* _SOURCE DOCUMENT_:
··········

The Temple Beau is straightforward unlike Love in Several Masques, and it relies on a simpler set of patterns: instead of triplicates, the images are repeated only once. Additionally, many of the characters are analogous to the roles of the characters within the other play (Wilding and Wisemore, Veromil and Merital, Valentine and Malvil, etc.). However, the plot of the two plays are different because Fielding focuses more on hypocrisy and how characters interact with Wilding. Bellaria's two aunts, Lady Pedant and Lady Gravely, representing immodesty and prudishness respectively, try to influence her actions; Bellaria is able to avoid the suggestions of both, and believes that one should not hide their love for another and should be passionate towards a virtuous man. When it comes to matters of gender, the play expresses a view of equality between the sexes that manifests in marriage. However, the play reveals that there are different standards for the genders even though the male characters may express concerns about these double standards.

==Critical response==
The Temple Beau was one of the best received new plays at Goodman's Fields, with only James Ralph's The Fashionable Lady as a rival. Its initial run lasted for an equal amount of time during April 1730. The Daily Journal reported that the play was well received. On the author's benefit nights, Fielding was able to raise about 100 pounds. There are no direct contemporary reviews on The Temple Beau that have survived. A few plays may have been influenced by The Temple Beau, including Theophilus Cibber's The Lovers (1730) or Benjamin Hoadly's The Suspicious Husband (1747). The play was mostly ignored until John Genest, in Some Account of the English Stage, from the Restoration in 1660 to 1830 (1832), declared the play as better than Fielding's other plays with little explanation as to why. In 1911, Austin Dobson wrote, "The Temple Beau certainly shows an advance upon its predecessor; but it is an advance in the same direction, imitation of Congreve." Leslie Stephen backs this up by saying that the play is "much in the vein of the first, with less smartness in dialogue".

··········

[Records from a dataset]
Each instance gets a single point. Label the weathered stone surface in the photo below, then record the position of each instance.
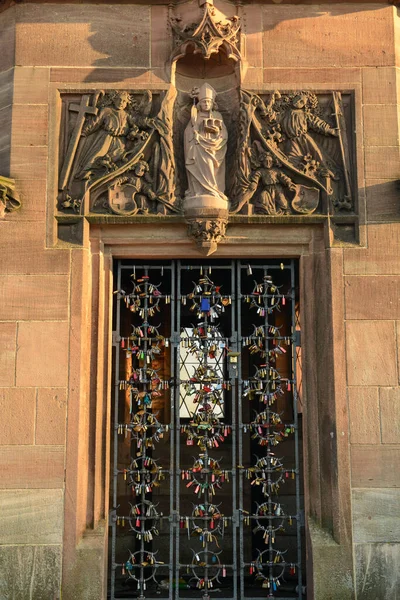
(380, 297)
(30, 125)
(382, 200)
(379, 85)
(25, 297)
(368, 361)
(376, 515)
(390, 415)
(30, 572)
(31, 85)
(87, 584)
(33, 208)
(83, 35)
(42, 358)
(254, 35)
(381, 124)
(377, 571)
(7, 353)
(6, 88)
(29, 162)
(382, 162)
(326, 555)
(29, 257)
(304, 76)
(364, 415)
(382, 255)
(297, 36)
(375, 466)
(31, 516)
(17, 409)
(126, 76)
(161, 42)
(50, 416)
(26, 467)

··········

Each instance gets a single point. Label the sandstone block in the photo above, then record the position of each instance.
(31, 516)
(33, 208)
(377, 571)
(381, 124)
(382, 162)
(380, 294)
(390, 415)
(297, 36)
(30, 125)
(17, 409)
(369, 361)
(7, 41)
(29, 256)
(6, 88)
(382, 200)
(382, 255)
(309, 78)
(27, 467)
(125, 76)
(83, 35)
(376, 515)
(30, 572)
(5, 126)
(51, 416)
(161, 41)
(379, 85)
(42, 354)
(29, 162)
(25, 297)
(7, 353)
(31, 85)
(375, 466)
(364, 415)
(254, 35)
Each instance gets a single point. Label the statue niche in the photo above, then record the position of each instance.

··········

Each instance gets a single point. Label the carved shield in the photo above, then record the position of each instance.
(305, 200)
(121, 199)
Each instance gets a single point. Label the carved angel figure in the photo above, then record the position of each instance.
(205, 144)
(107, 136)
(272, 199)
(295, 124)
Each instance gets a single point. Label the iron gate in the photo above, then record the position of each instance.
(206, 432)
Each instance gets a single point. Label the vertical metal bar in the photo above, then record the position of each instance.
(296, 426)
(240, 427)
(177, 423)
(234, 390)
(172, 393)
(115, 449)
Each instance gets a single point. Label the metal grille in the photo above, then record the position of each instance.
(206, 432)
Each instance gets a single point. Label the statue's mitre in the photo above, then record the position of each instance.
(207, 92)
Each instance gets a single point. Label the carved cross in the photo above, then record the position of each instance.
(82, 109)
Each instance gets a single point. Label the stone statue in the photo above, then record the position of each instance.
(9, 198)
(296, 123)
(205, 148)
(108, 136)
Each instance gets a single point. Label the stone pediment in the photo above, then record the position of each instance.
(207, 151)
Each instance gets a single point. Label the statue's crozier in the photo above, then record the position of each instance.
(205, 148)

··········

* _QUESTIONS_:
1. Can you sum up the passage on The Temple Beau in two sentences?
2. Could you proceed with the passage on The Temple Beau from the point where it stops?
The records have no connection to the passage on The Temple Beau.

* _RESPONSES TO THE EXERCISE_:
1. The Temple Beau has characters analogous to those of Love in Several Masques but relies on simpler patterns and focuses more on hypocrisy, with Bellaria avoiding the influence of her two aunts and the play expressing equality between the sexes in marriage while revealing different standards for the genders. It was one of the best received new plays at Goodman's Fields, raising Fielding about 100 pounds on his benefit nights, and later critics such as John Genest, Austin Dobson and Leslie Stephen judged it against his other plays.

2.
F. Homes Dudden declared The Temple Beau as "a fairly good comedy of intrigue" and says that "The plot of the comedy, though rather too complicated, is more skilfully constructed than that of Love in Several Masques, and some of the situations are diverting. One of the best things in the piece is the interview between the deluded Sir Harry [...] young Wilding [...] and Pincet". Robert Hume believed that "Fielding had begun to master the mechanics of intrigue comedy. The results are not wonderful, but they show distinctly more technical competence. Fielding still employs more characters than he can comfortably control [...] but at least he involves them in related complications." Albert Rivero believed that "The initial rejection of The Temple Beau, however, convinced Fielding that his future success would depend on his ability to satisfy the town's taste for less conventional entertainments." Harold Pagliaro describes the play by saying, "Though the dramatic structure of The Temple Beau is improved over that of Fielding's first play, it has some obvious weaknesses. The lovers are too nearly perfect to engage us in what is or ought to be their burdensome complication of distress. They are so sure of each other and of themselves that they are unassailable, however threatened by the loss of love, freedom and financial self-sufficiency."